-------- Data in this exercise --------

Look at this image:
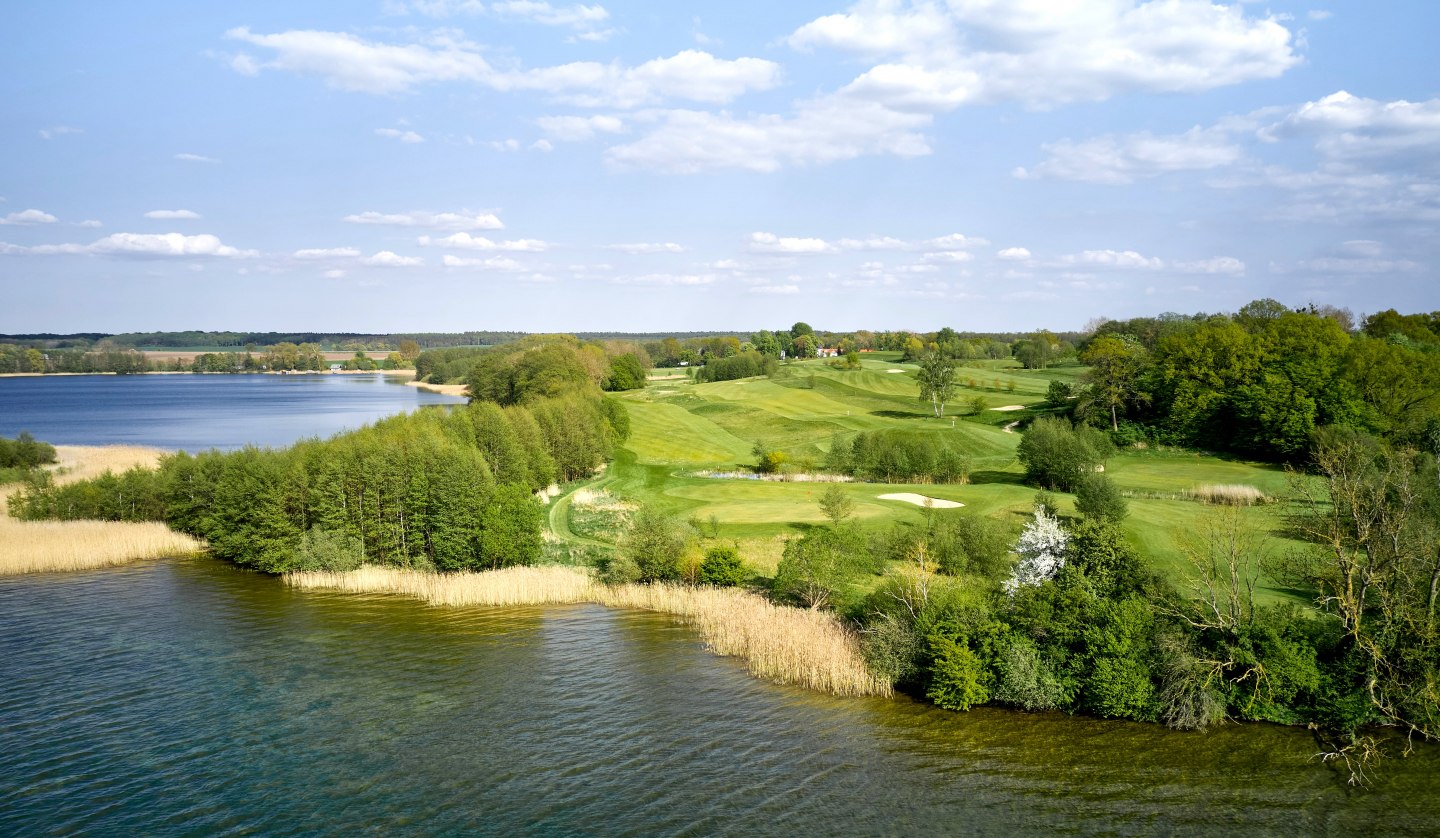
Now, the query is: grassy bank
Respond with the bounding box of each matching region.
[285,567,890,695]
[0,445,204,575]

--------

## What to do
Write out these rows again, swapping "query" for "search phrase" and keeping everything else the same. Leave the pictures out.

## Solution
Look at this image:
Now, the search phrase is: grassy bank
Respond with the bounding box of each matching region.
[285,567,890,695]
[0,445,204,575]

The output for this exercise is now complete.